Copy each line of the data that has "pink" in it.

DATA TO PROCESS Block Start

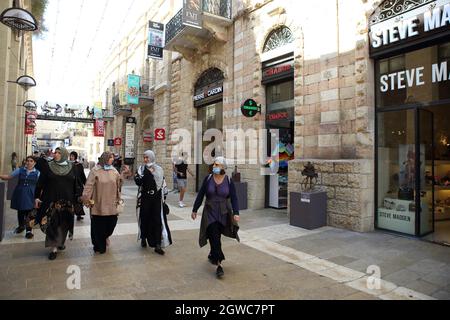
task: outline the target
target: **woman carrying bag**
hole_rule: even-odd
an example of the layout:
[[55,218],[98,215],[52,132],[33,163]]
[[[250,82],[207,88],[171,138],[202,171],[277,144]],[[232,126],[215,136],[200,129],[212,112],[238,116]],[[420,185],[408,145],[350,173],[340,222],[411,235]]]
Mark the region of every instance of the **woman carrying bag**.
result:
[[[114,154],[105,152],[89,173],[83,191],[83,203],[91,211],[91,240],[94,252],[104,254],[109,237],[123,210],[121,200],[122,177],[112,165]],[[124,171],[127,174],[129,171]]]
[[240,220],[239,205],[234,183],[226,175],[226,168],[225,158],[218,157],[215,159],[213,174],[207,176],[203,181],[192,212],[192,219],[197,219],[198,209],[206,196],[199,244],[200,247],[204,247],[207,244],[207,240],[209,240],[211,250],[208,260],[211,264],[217,266],[216,275],[219,278],[224,275],[222,261],[225,260],[221,236],[224,235],[239,241],[239,226],[237,224]]
[[167,186],[163,169],[155,163],[155,153],[144,152],[144,164],[134,177],[139,186],[137,201],[137,219],[139,224],[138,240],[143,248],[150,246],[155,252],[164,255],[163,248],[172,244],[167,224],[168,207],[164,203]]

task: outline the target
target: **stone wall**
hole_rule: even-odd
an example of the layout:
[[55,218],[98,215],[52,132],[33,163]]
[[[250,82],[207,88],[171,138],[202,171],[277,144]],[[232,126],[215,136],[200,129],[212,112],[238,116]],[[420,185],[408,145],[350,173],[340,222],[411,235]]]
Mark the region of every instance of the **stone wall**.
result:
[[370,160],[299,160],[290,163],[289,193],[301,192],[301,171],[311,161],[317,186],[328,195],[328,225],[357,232],[374,229],[374,164]]

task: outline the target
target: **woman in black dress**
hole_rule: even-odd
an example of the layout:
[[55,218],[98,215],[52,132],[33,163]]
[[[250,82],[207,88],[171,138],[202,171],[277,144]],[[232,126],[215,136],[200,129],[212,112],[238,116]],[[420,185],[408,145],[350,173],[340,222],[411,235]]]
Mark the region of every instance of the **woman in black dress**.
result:
[[74,204],[81,196],[76,173],[69,161],[69,153],[57,148],[49,170],[42,173],[36,187],[36,207],[40,208],[37,221],[45,232],[45,247],[51,248],[48,256],[55,260],[58,250],[65,249],[67,235],[73,239]]
[[144,165],[138,169],[134,181],[139,186],[137,216],[141,246],[146,248],[148,244],[156,253],[164,255],[162,248],[172,244],[162,206],[167,187],[164,171],[155,163],[153,151],[144,152]]
[[[84,185],[86,184],[87,179],[86,174],[84,173],[83,164],[78,162],[78,153],[72,151],[70,153],[70,161],[74,166],[74,170],[77,176],[78,188],[81,190],[81,192],[83,192]],[[75,203],[75,215],[77,216],[77,221],[83,220],[83,216],[86,215],[83,209],[83,204],[78,201]]]

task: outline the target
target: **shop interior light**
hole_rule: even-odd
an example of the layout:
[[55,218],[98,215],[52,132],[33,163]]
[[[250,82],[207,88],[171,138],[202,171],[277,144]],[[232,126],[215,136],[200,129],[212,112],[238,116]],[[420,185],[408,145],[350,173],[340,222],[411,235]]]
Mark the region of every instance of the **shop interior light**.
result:
[[27,109],[27,110],[36,110],[37,109],[37,105],[36,102],[32,101],[32,100],[27,100],[23,103],[23,106]]
[[34,80],[33,77],[27,75],[19,77],[16,81],[8,81],[8,82],[17,83],[25,90],[28,90],[29,88],[36,86],[36,80]]
[[0,14],[0,22],[8,27],[21,31],[37,30],[37,22],[34,16],[22,8],[9,8]]

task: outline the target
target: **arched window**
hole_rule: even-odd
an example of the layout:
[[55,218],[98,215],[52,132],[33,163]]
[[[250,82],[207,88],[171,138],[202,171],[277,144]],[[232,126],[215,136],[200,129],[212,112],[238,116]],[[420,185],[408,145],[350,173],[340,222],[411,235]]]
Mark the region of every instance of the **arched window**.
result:
[[206,87],[210,84],[223,81],[223,72],[217,68],[211,68],[202,73],[195,84],[195,89]]
[[263,52],[274,50],[292,42],[294,42],[294,35],[291,30],[286,26],[282,26],[269,34],[264,44]]
[[434,2],[435,0],[386,0],[381,3],[370,17],[370,25],[374,25],[415,8]]

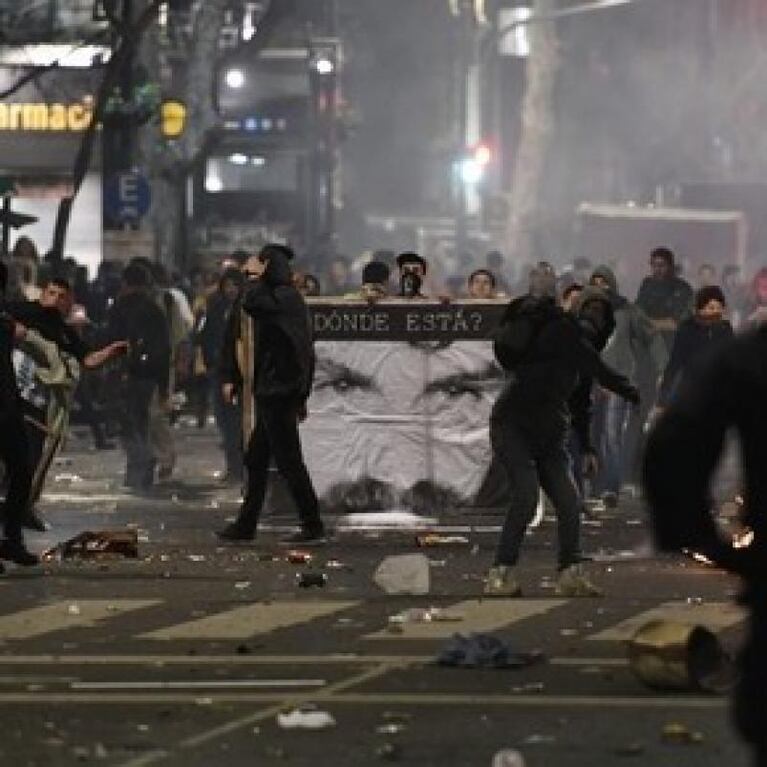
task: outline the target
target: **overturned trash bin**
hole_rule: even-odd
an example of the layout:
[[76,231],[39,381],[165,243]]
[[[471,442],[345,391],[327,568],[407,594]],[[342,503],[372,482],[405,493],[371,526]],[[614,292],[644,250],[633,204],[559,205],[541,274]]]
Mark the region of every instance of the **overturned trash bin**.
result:
[[62,559],[138,558],[137,530],[98,530],[76,535],[44,551],[43,561]]
[[656,690],[721,693],[735,682],[732,658],[703,626],[654,620],[628,643],[634,675]]

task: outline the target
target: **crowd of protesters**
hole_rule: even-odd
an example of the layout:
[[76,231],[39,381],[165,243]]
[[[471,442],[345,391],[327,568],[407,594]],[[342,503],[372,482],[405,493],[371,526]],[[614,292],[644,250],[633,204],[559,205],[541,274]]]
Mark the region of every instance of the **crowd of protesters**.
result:
[[[242,413],[235,394],[241,339],[230,318],[253,255],[236,251],[185,275],[145,258],[128,264],[105,261],[89,280],[87,269],[73,259],[40,258],[29,238],[17,240],[7,260],[7,304],[40,337],[38,346],[47,343],[44,362],[39,352],[36,358],[29,349],[14,351],[26,421],[33,424],[27,428],[33,466],[38,467],[25,515],[28,526],[44,526],[34,501],[70,414],[90,428],[96,449],[113,449],[121,438],[129,490],[147,492],[172,477],[171,425],[182,405],[201,428],[215,419],[224,454],[220,479],[243,481]],[[635,299],[621,291],[615,265],[585,258],[559,274],[544,262],[521,267],[517,281],[510,279],[511,265],[498,251],[481,261],[467,257],[466,263],[471,265],[466,274],[438,280],[421,255],[379,250],[357,261],[336,256],[320,275],[298,260],[291,263],[291,279],[305,297],[369,302],[392,297],[508,301],[527,293],[531,274],[547,270],[553,295],[565,309],[584,289],[602,291],[615,322],[603,359],[635,384],[641,397],[641,405],[632,408],[619,395],[594,388],[590,438],[599,468],[586,490],[608,506],[636,486],[646,426],[673,400],[696,355],[728,338],[733,326],[767,319],[767,267],[747,286],[739,267],[728,265],[718,274],[704,264],[693,277],[693,289],[667,248],[650,255],[649,274]],[[100,351],[94,356],[93,350]],[[105,364],[118,357],[121,361]]]

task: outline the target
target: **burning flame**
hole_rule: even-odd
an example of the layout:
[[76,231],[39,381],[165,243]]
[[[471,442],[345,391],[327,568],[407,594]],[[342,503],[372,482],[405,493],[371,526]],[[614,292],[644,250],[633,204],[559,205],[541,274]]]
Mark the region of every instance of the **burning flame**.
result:
[[746,527],[732,536],[733,549],[747,549],[754,542],[754,531]]

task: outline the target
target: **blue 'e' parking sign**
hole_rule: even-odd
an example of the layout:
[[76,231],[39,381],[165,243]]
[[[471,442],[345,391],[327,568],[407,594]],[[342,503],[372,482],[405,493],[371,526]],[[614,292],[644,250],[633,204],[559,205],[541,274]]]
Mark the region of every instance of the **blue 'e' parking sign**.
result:
[[152,193],[140,173],[116,173],[104,185],[104,212],[115,221],[135,221],[146,215]]

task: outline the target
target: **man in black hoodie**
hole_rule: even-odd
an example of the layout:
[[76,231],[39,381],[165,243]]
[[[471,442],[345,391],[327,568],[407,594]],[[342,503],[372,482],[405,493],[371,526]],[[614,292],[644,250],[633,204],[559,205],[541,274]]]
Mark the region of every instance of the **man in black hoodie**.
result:
[[[565,314],[545,294],[516,299],[506,310],[496,336],[496,355],[509,375],[493,407],[490,439],[496,459],[507,471],[512,498],[487,576],[488,595],[521,595],[514,567],[535,513],[539,487],[549,496],[558,518],[558,593],[600,593],[581,568],[581,501],[565,445],[570,403],[583,379],[594,378],[629,401],[639,400],[636,388],[608,368],[595,349],[609,335],[612,322],[610,304],[604,298],[584,300],[577,317]],[[522,344],[525,332],[529,340]],[[587,428],[588,416],[574,420],[576,427]],[[588,440],[587,435],[582,437]]]
[[293,286],[284,245],[267,245],[249,259],[242,306],[256,320],[256,428],[245,454],[248,483],[235,522],[221,530],[224,540],[252,540],[266,495],[273,458],[301,518],[300,530],[286,543],[322,543],[325,528],[319,503],[301,453],[298,423],[314,378],[314,342],[309,310]]
[[[4,298],[8,268],[0,262],[0,297]],[[2,300],[0,298],[0,300]],[[5,495],[0,559],[21,565],[37,564],[37,557],[24,546],[21,527],[29,504],[32,468],[29,464],[22,405],[11,361],[13,345],[25,328],[13,320],[0,304],[0,460],[5,465],[8,490]],[[0,573],[3,567],[0,564]]]

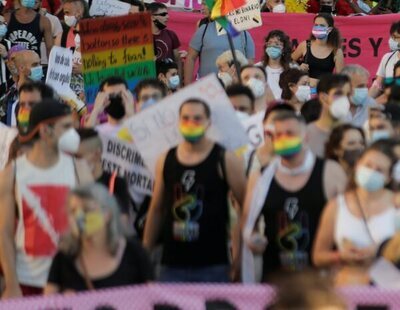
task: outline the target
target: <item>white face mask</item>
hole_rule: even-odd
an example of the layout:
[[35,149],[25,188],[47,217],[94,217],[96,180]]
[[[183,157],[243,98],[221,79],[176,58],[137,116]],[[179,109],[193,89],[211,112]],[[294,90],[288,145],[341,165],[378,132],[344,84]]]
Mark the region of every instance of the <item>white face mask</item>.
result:
[[218,78],[222,81],[225,87],[228,87],[233,83],[233,79],[228,72],[218,72]]
[[179,78],[179,75],[174,75],[169,78],[168,87],[170,89],[177,89],[180,83],[181,79]]
[[64,15],[64,22],[68,27],[75,27],[78,19],[74,15]]
[[393,173],[392,173],[393,180],[400,184],[400,160],[398,160],[395,165],[393,166]]
[[81,46],[81,36],[79,34],[77,34],[75,36],[75,47],[79,48]]
[[69,154],[76,154],[80,142],[81,139],[75,128],[70,128],[58,139],[58,149]]
[[336,98],[329,107],[329,111],[334,118],[338,120],[343,120],[344,118],[346,118],[350,111],[349,98],[347,98],[346,96]]
[[374,143],[379,140],[385,140],[390,138],[390,132],[386,129],[378,129],[371,132],[370,142]]
[[283,3],[280,3],[272,8],[272,13],[285,13],[286,7]]
[[297,100],[299,100],[301,103],[304,103],[304,102],[310,100],[311,99],[311,87],[306,86],[306,85],[300,85],[297,88],[295,96],[296,96]]
[[236,116],[239,119],[239,121],[245,121],[250,118],[250,115],[245,112],[235,111],[235,113],[236,113]]
[[399,50],[399,43],[397,43],[397,41],[392,37],[389,38],[389,48],[392,52]]
[[261,98],[265,93],[265,83],[259,79],[251,78],[247,81],[246,85],[253,92],[254,97]]

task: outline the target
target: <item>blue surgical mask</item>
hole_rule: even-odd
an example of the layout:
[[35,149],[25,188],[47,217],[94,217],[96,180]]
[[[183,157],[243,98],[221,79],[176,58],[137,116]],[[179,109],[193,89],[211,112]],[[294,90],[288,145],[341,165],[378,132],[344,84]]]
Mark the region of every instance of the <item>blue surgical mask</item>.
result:
[[28,9],[33,9],[35,7],[35,0],[21,0],[21,5]]
[[147,108],[150,108],[151,106],[155,105],[156,103],[157,103],[157,101],[154,98],[149,98],[145,102],[143,102],[140,110],[143,111]]
[[354,105],[363,105],[368,98],[368,88],[359,87],[354,89],[354,95],[351,97],[351,101]]
[[316,25],[311,32],[317,39],[324,40],[329,35],[329,27]]
[[168,87],[170,89],[177,89],[180,83],[181,83],[181,80],[179,78],[179,75],[171,76],[168,79]]
[[385,176],[374,169],[359,166],[356,169],[356,184],[368,192],[376,192],[385,187]]
[[389,138],[390,138],[390,132],[388,130],[380,129],[371,132],[371,143]]
[[43,67],[42,66],[37,66],[37,67],[33,67],[31,68],[31,75],[29,76],[29,78],[32,81],[40,81],[43,77]]
[[265,52],[272,59],[278,59],[282,56],[282,49],[278,46],[269,46],[265,49]]
[[5,24],[0,25],[0,37],[4,37],[7,33],[7,26]]

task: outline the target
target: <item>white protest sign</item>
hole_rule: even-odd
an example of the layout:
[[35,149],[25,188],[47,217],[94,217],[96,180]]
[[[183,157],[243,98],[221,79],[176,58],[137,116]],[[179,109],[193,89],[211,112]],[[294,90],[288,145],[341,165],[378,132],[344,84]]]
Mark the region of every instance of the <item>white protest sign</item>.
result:
[[242,120],[242,125],[250,140],[250,147],[256,149],[264,144],[264,119],[265,112],[258,112],[248,119]]
[[383,257],[371,266],[369,275],[378,287],[400,289],[400,271]]
[[103,144],[103,169],[109,173],[116,171],[118,176],[126,179],[132,197],[136,193],[151,195],[153,178],[136,146],[111,136],[100,137]]
[[237,150],[248,143],[246,132],[216,75],[209,75],[125,122],[124,126],[153,174],[158,157],[182,141],[178,130],[179,107],[189,98],[199,98],[210,106],[208,137],[228,150]]
[[163,3],[172,9],[201,10],[201,0],[145,0],[146,3]]
[[[262,26],[260,2],[248,0],[244,6],[230,12],[227,18],[237,31],[260,27]],[[226,34],[225,29],[220,24],[216,24],[218,35]]]
[[0,125],[0,170],[3,170],[7,164],[10,145],[17,134],[16,128]]
[[128,15],[131,5],[118,0],[93,0],[89,10],[90,16]]
[[59,94],[68,91],[72,74],[72,51],[69,48],[53,46],[49,57],[46,84]]

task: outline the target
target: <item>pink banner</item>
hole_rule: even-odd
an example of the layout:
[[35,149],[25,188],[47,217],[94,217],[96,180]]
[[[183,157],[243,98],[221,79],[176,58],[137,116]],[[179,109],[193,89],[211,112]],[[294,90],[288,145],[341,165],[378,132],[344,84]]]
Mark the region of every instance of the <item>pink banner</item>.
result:
[[[354,287],[341,289],[339,294],[347,302],[348,309],[356,309],[360,305],[398,309],[400,305],[400,292],[395,290]],[[262,285],[149,284],[94,293],[3,301],[0,302],[0,309],[151,310],[156,306],[169,305],[177,309],[204,310],[206,304],[219,303],[219,308],[225,304],[231,306],[229,309],[262,310],[271,304],[274,296],[272,287]]]
[[[203,16],[198,13],[171,12],[169,28],[174,30],[187,49],[196,23]],[[311,33],[313,14],[262,14],[263,25],[250,30],[256,45],[256,61],[261,60],[264,38],[274,29],[285,31],[293,44],[307,39]],[[335,25],[344,38],[343,50],[346,64],[360,64],[375,76],[382,56],[389,52],[390,25],[400,21],[398,14],[335,17]]]

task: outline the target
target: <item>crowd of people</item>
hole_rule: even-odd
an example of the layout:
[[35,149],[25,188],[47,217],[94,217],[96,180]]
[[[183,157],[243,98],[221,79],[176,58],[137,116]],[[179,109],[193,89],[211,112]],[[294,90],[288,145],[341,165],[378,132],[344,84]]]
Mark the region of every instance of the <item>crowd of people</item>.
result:
[[[95,18],[90,3],[6,2],[0,130],[18,134],[0,150],[9,154],[0,167],[4,298],[269,282],[308,269],[336,285],[369,285],[379,257],[400,267],[400,21],[388,24],[387,53],[369,72],[346,65],[333,18],[397,13],[397,1],[311,0],[310,38],[294,48],[276,25],[262,59],[247,31],[230,49],[205,4],[185,52],[164,4],[123,1],[130,14],[151,15],[156,77],[129,89],[110,76],[79,111],[43,81],[52,47],[71,49],[70,87],[85,102],[79,25]],[[285,12],[282,0],[262,7]],[[264,143],[226,150],[207,135],[213,102],[187,98],[176,124],[183,140],[158,158],[152,195],[132,193],[103,166],[101,138],[120,138],[127,119],[209,74],[240,121],[261,115]]]

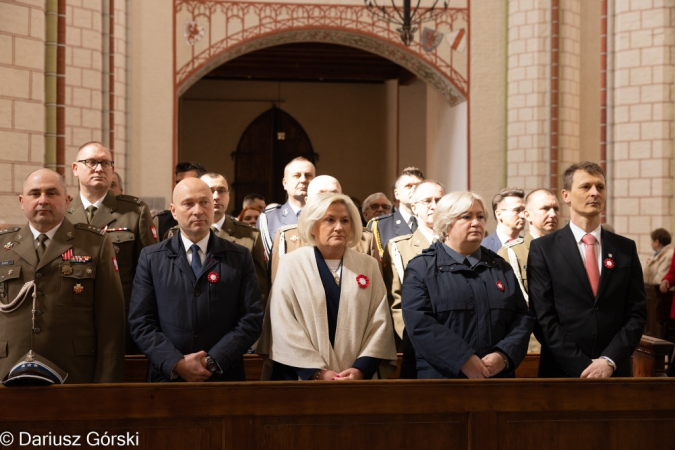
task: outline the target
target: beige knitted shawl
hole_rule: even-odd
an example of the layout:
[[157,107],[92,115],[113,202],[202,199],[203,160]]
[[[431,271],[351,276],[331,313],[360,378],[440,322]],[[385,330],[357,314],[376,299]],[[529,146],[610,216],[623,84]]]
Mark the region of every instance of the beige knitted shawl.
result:
[[[270,295],[272,360],[294,367],[342,372],[361,356],[383,360],[380,375],[396,369],[394,330],[377,261],[346,249],[335,347],[328,338],[326,294],[313,247],[284,256]],[[357,277],[365,275],[366,288]],[[377,376],[377,375],[376,375]]]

DATA TO PROCESS Block End

• YOUR SOLUTION:
target: <item>pink banner</item>
Mark the region of every instance of the <item>pink banner</item>.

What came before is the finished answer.